[Text passage Boundary: Start]

My response: Is wealth created when you go to a barber and have your hair cut? Of course it is. You pay the barber out of your after-tax income, which is your wealth, and he adds it to his after-tax income, which is his wealth. $10 has changed hands, and nothing seems to have been created in dollar terms, yet your hair is cut. That is the gain to society. If society is run so poorly that you cannot afford to have your hair cut, there is no work for the barber and his wealth is diminished. What does he do with the $10. He now has the wherewithal, the wealth if you will, to come to you and ask you to cut his grass this weekend. At the end of the weekend, the $10 has made a round-trip, no wealth seems to have been created in the sense you meant it, yet your hair is cut and his grass is cut. When the government is able to keep track of such transactions, it will demand some of the $10 you pay the barber and will then demand some of the $10 the barber pays you. Up to a point, it's worth it in a complex society to give the government its due, because it has provided the "money" instead of you having to barter a haircut for a grasscut. In a complex society, you really don't have time to walk around the community with a sign saying "Will cut grass for haircut."

Now, you can increase your wealth if you can learn to cut grass better or faster, which means you can either charge more than $10 or can get $10 for a half-hour of work instead of an hour. If you can rent a power mower instead of a manual mower, you are essentially investing after-tax income on the chance that it will increase your earning power. If you dream up a better way of building a power mower, and can get it patented, you can sell it or lease it to thousands or millions of grass cutters, and you will become enormously wealthy, with more money than you can possibly spend on haircuts or anything else in your lifetime.

But what about gambling? Gambling resorts provide services that are the equivalent of hair cuts. You take $100 to a casino and over an evening's time at the slot machines, you leave it there. The casino has the $100, and you have the equivalent of a hair cut -- except in this case you have acquired an evening's worth of entertainment as well as the opportunity to increase your wealth in the process, if you are lucky. The people who own the casinos are nothing more than bankers -- financial intermediaries is the usual expression -- who arrange a place where the fellow who cuts hair and the fellow who cuts grass bring their day's wages, say $100, for fun and possible profit. The amount the casino owner takes from each transaction is quite precise, although occasionally someone will figure out how to beat the odds -- say by counting cards at blackjack. If you shoot craps, over the course of an evening, the casino takes about 1.5% from each transaction, whether you are betting with the house or against the house. This 1.5% is the equivalent of a fee you are prepared to pay a bank to put you together with people who have more money than they need to spend, and wish to have it put to use -- say in the construction of a home -- which you will pay back over time, with interest. Part of the interest goes to the bank, part to the bank depositor.

[Text passage Boundary: End]
[Provided data Boundary: Start]

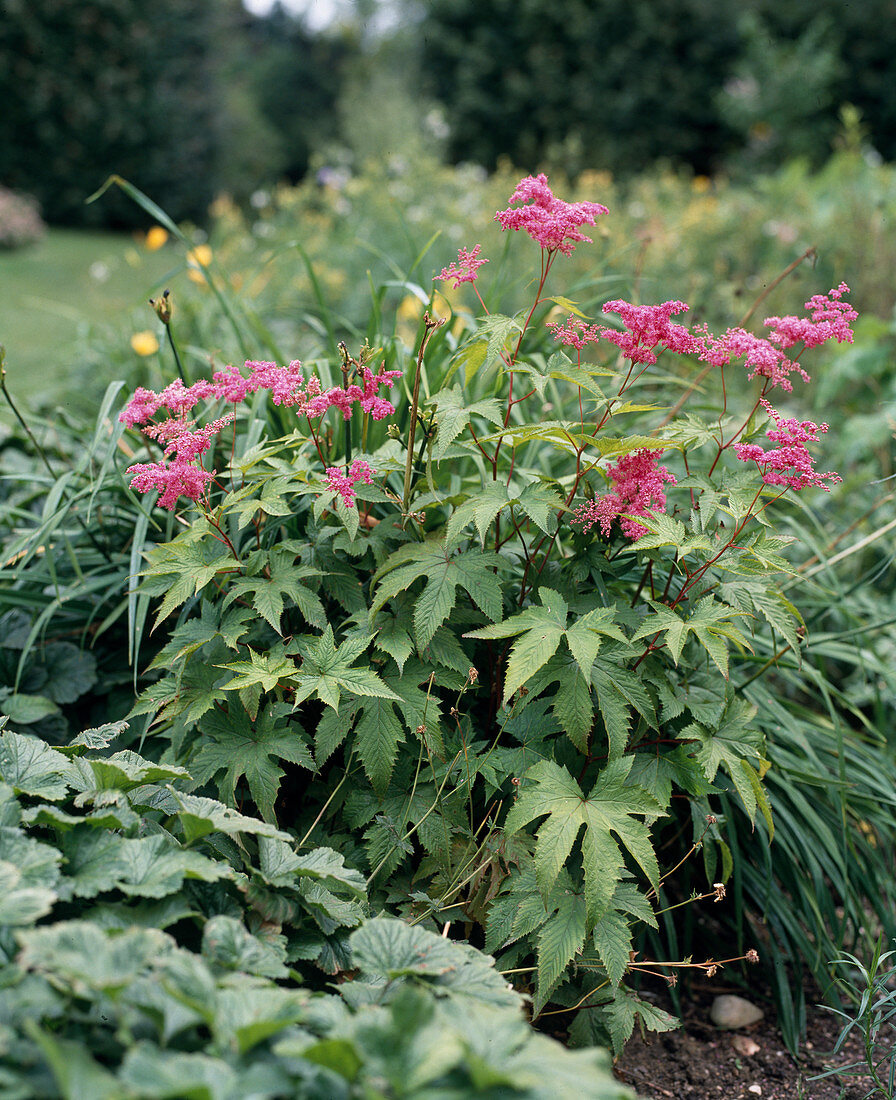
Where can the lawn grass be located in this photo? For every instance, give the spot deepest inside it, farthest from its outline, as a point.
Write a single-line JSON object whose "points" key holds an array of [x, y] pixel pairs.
{"points": [[53, 292]]}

[Provided data Boundary: End]

§ What is required
Carry the passage on how wealth is created through haircuts, lawn mowing and casinos forward from its last sentence.

§ Response to this task
If you are looking for an argument against gambling in the economic realm, you are more likely to find it in the tax codes. All growth is the result of risk taking. If you invest your after-tax income as a barber in a bigger shop, hiring more barbers, you need to feel the effort will produce greater wealth for you -- more after-tax income that is available to be spent on goods and services. If the after-tax return on a bigger shop is small or negative, you may decide to hell with it, and go to Vegas to attempt quickly to increase your wealth by a streak of good luck. In this model, you can see that lowering the tax rates on investments in barber shops, as well as lower tax rates on people who need haircuts, will cause the gambling that people do at casinos to drop off and the gambling they do on the productive efforts of each other to increase.

In this sense, you can do battle against Sodom and Gomorrah by cutting tax rates where they most discourage people from investing in each other. This is why supply-side leaders, like Jack Kemp, urge elimination of the capital-gains tax. There is nothing that would do more to reduce gambling as a prosperous industry than a cut or elimination of the capital gains tax. The prospect that President Clinton and the GOP Congress will do this next year is already having a dampening effect on stocks traded on Wall Street that are related to casino gambling. Earlier this year, I wrote a client letter, "Wynning and Trumping in Sodom and Gomorrah," which I append to this lesson. Thank you Brian for your most interesting question. If you wish to read more in detail about gambling economics, from one of the best economists in the world, I suggest you look into the works of Reuven Brenner of McGill University in Montreal. Reuven, a good friend, has written: History -- the Human Gamble (1983); Betting on Ideas (1985); Rivalry (1987); Gambling and Speculation (with Gabrielle Brenner, 1990); Educating Economists (with David Colander, 1992); and Labyrinths of Prosperity (1994).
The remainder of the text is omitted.